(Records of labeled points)
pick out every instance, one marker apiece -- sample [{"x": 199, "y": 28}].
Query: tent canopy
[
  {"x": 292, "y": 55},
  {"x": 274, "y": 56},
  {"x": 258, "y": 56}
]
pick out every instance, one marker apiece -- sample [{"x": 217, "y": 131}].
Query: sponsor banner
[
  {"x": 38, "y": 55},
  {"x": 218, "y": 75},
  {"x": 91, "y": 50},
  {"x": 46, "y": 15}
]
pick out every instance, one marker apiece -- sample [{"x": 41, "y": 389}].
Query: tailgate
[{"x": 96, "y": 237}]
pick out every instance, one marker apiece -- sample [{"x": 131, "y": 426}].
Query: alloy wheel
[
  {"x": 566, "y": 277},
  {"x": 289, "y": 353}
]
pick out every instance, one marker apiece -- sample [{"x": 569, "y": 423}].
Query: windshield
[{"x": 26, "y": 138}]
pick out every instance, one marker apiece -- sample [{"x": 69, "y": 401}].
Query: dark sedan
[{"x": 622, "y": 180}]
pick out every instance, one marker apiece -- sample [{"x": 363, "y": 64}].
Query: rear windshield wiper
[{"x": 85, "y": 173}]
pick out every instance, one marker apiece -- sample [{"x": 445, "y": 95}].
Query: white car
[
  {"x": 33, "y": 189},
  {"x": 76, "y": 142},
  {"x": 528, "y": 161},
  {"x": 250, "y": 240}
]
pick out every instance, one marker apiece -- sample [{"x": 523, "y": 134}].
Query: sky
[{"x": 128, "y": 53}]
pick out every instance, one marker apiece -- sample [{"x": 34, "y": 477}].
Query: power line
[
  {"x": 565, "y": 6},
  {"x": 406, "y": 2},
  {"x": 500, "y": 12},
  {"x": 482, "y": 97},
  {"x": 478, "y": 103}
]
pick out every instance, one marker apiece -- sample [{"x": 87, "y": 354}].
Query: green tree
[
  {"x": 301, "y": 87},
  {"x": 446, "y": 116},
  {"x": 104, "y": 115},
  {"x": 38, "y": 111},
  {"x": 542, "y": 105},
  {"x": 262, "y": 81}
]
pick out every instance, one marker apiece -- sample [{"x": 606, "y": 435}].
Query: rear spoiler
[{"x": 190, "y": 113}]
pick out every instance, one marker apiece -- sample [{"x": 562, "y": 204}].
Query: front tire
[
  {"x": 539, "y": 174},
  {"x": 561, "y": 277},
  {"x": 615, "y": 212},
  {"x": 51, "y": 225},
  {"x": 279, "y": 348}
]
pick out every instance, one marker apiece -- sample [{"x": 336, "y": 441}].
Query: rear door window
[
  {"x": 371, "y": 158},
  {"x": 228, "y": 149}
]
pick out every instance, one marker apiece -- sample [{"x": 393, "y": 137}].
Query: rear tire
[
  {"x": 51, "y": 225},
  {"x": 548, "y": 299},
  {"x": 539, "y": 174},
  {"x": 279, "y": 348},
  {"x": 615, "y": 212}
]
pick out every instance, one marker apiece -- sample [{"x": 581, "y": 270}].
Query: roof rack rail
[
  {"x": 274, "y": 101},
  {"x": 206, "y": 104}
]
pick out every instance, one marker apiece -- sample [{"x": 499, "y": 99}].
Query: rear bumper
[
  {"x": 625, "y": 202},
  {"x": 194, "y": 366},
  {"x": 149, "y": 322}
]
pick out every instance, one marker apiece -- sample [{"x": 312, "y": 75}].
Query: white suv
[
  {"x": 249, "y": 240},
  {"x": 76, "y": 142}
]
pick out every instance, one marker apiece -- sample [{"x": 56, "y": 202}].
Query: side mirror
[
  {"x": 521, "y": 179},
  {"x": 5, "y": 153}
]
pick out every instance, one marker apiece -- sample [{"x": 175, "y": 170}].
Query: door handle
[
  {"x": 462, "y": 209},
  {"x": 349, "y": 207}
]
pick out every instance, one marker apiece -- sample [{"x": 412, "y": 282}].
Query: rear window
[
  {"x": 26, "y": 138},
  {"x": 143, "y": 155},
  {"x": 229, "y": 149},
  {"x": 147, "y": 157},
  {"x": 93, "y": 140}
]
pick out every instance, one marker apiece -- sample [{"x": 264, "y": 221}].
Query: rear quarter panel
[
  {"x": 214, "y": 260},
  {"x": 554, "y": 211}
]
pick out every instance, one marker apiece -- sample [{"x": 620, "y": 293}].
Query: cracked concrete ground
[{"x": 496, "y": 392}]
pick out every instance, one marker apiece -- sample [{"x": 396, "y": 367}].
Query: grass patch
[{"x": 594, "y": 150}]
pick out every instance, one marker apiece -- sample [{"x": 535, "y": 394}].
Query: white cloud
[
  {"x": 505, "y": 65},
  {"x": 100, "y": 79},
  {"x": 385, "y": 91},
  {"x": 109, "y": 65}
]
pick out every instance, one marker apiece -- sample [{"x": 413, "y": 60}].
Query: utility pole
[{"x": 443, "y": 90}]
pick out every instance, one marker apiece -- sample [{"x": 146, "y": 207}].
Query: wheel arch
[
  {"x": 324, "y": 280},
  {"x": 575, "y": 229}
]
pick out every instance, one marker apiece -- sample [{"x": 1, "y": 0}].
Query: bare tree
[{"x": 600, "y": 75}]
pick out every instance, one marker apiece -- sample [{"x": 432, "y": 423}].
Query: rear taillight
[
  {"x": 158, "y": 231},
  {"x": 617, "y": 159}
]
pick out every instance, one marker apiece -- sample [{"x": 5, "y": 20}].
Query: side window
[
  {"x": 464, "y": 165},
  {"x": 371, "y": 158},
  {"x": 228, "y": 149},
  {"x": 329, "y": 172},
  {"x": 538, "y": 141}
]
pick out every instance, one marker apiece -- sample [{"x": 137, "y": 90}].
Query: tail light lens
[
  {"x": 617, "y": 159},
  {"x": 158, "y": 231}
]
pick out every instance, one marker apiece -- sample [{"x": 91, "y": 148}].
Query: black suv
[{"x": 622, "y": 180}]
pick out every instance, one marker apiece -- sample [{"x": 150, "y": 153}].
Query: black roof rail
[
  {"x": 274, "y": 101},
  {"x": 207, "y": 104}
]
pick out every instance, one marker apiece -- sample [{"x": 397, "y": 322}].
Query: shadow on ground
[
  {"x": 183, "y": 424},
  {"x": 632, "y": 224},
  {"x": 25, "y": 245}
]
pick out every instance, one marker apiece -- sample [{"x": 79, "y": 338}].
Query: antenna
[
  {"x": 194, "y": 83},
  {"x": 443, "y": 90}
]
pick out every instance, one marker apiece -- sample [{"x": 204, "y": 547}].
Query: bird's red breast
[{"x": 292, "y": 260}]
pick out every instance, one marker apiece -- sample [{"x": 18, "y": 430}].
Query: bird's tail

■ **WORK TO DO**: Send back every record, precisely as written.

■ **RESPONSE**:
pick out every instance, one marker apiece -- sample [{"x": 199, "y": 28}].
Query: tent canopy
[
  {"x": 292, "y": 55},
  {"x": 274, "y": 56},
  {"x": 258, "y": 56}
]
pick out every instance, one marker apiece -- sample [{"x": 217, "y": 131}].
Query: sponsor banner
[
  {"x": 38, "y": 55},
  {"x": 218, "y": 75},
  {"x": 91, "y": 50},
  {"x": 46, "y": 15}
]
pick out every instance, one marker apiece -- sample [{"x": 41, "y": 389}].
Query: tailgate
[{"x": 96, "y": 237}]
pick out every instance, one marker apiece -- sample [{"x": 131, "y": 426}].
Query: alloy wheel
[
  {"x": 566, "y": 277},
  {"x": 289, "y": 353}
]
pick out every instance, one marker apiece -- sample [{"x": 569, "y": 423}].
Query: windshield
[{"x": 26, "y": 138}]
pick out every instance, one marker apiece -- sample [{"x": 69, "y": 401}].
Query: dark sedan
[{"x": 622, "y": 180}]
pick out every instance, one marker apiece -- sample [{"x": 363, "y": 64}].
Query: rear windshield wiper
[{"x": 85, "y": 173}]
pick out every instance, one marker apiece -- sample [{"x": 445, "y": 95}].
Query: white car
[
  {"x": 33, "y": 189},
  {"x": 76, "y": 142},
  {"x": 528, "y": 161},
  {"x": 250, "y": 240}
]
pick out every instance, one marker apiece -- sample [{"x": 523, "y": 134}].
Query: sky
[{"x": 128, "y": 53}]
pick out every instance, one marker apiece -- sample [{"x": 34, "y": 477}].
Query: power line
[
  {"x": 565, "y": 6},
  {"x": 406, "y": 2},
  {"x": 500, "y": 12},
  {"x": 482, "y": 97},
  {"x": 478, "y": 103}
]
pick out every instance, one marker apiece -- sample [{"x": 87, "y": 354}].
Query: green tree
[
  {"x": 301, "y": 87},
  {"x": 446, "y": 116},
  {"x": 104, "y": 115},
  {"x": 38, "y": 111},
  {"x": 542, "y": 105},
  {"x": 262, "y": 81}
]
pick out every instance, one marker apiece -- sample [{"x": 606, "y": 435}].
Query: rear spoiler
[{"x": 190, "y": 113}]
pick out every instance, one marker apiece -- sample [{"x": 562, "y": 204}].
Query: front tire
[
  {"x": 539, "y": 174},
  {"x": 561, "y": 277},
  {"x": 615, "y": 212},
  {"x": 51, "y": 225},
  {"x": 279, "y": 348}
]
pick out every instance, one marker apiece -- sample [{"x": 336, "y": 441}].
Query: rear door window
[
  {"x": 371, "y": 158},
  {"x": 228, "y": 149}
]
pick out every instance, one marker apiece -- sample [{"x": 393, "y": 137}].
Query: rear tire
[
  {"x": 51, "y": 225},
  {"x": 548, "y": 299},
  {"x": 539, "y": 174},
  {"x": 279, "y": 348},
  {"x": 615, "y": 212}
]
pick out every instance, one marker apiece -- sample [{"x": 581, "y": 270}].
Query: roof rack rail
[
  {"x": 274, "y": 101},
  {"x": 206, "y": 104}
]
pick out every instance, one marker apiece -- sample [{"x": 499, "y": 99}].
Query: rear bumper
[
  {"x": 625, "y": 202},
  {"x": 194, "y": 366},
  {"x": 149, "y": 322}
]
pick out every instance, one marker apiece -- sample [{"x": 312, "y": 75}].
Query: white suv
[
  {"x": 249, "y": 240},
  {"x": 76, "y": 142}
]
pick out every instance, one marker apiece -- sample [{"x": 56, "y": 202}].
Query: side mirror
[
  {"x": 521, "y": 179},
  {"x": 5, "y": 153}
]
pick out every instance, one marker apiece -- sample [{"x": 175, "y": 170}].
Query: door handle
[
  {"x": 462, "y": 209},
  {"x": 349, "y": 207}
]
pick out every instance, one marker apiece -- sample [{"x": 412, "y": 282}].
Query: rear window
[
  {"x": 26, "y": 138},
  {"x": 143, "y": 155},
  {"x": 229, "y": 149},
  {"x": 147, "y": 157},
  {"x": 93, "y": 140}
]
pick out every instance, one marker apiece -- sample [{"x": 264, "y": 221}].
Query: rear quarter panel
[
  {"x": 214, "y": 260},
  {"x": 554, "y": 211}
]
pick out every instance, one marker apiece -- sample [{"x": 620, "y": 293}].
Query: cracked concrete ground
[{"x": 496, "y": 392}]
pick out every instance, one marker apiece -- sample [{"x": 396, "y": 367}].
Query: grass patch
[{"x": 594, "y": 150}]
pick out every instance, one marker apiece -- sample [{"x": 535, "y": 394}].
Query: white cloud
[
  {"x": 505, "y": 65},
  {"x": 100, "y": 79},
  {"x": 385, "y": 91},
  {"x": 109, "y": 65}
]
pick out every instance, one marker apiece -- sample [{"x": 413, "y": 60}].
Query: utility pole
[{"x": 443, "y": 90}]
pick out every instance, one marker apiece -- sample [{"x": 146, "y": 207}].
Query: wheel arch
[
  {"x": 324, "y": 280},
  {"x": 575, "y": 229}
]
pick out every instance, one marker apiece -- sample [{"x": 1, "y": 0}].
Query: bare tree
[{"x": 600, "y": 75}]
pick out every instance, one marker apiece -- sample [{"x": 432, "y": 423}].
Query: rear taillight
[
  {"x": 158, "y": 231},
  {"x": 617, "y": 159}
]
pick out every instance, one marker apiece -- sample [{"x": 5, "y": 20}].
Query: side window
[
  {"x": 464, "y": 165},
  {"x": 371, "y": 158},
  {"x": 228, "y": 149},
  {"x": 329, "y": 172},
  {"x": 538, "y": 141}
]
pick out every instance, one marker apiece -- sample [{"x": 137, "y": 90}].
Query: tail light lens
[
  {"x": 617, "y": 159},
  {"x": 158, "y": 231}
]
pick out every instance, one marker apiece -- sample [{"x": 91, "y": 148}].
Query: black suv
[{"x": 622, "y": 180}]
pick out every instance, one marker apiece -- sample [{"x": 150, "y": 153}].
Query: black roof rail
[
  {"x": 274, "y": 101},
  {"x": 207, "y": 104}
]
pick out every instance, one marker apiece -- sample [{"x": 397, "y": 322}].
Query: shadow on ground
[
  {"x": 183, "y": 424},
  {"x": 632, "y": 224},
  {"x": 25, "y": 245}
]
pick out every instance, one marker apiece -- sample [{"x": 79, "y": 338}].
Query: antenna
[
  {"x": 194, "y": 83},
  {"x": 443, "y": 90}
]
pick out every instance, one marker apiece -- sample [{"x": 204, "y": 547}].
Query: bird's red breast
[{"x": 292, "y": 260}]
pick out every instance, one marker apiece -- sample [{"x": 18, "y": 430}].
Query: bird's tail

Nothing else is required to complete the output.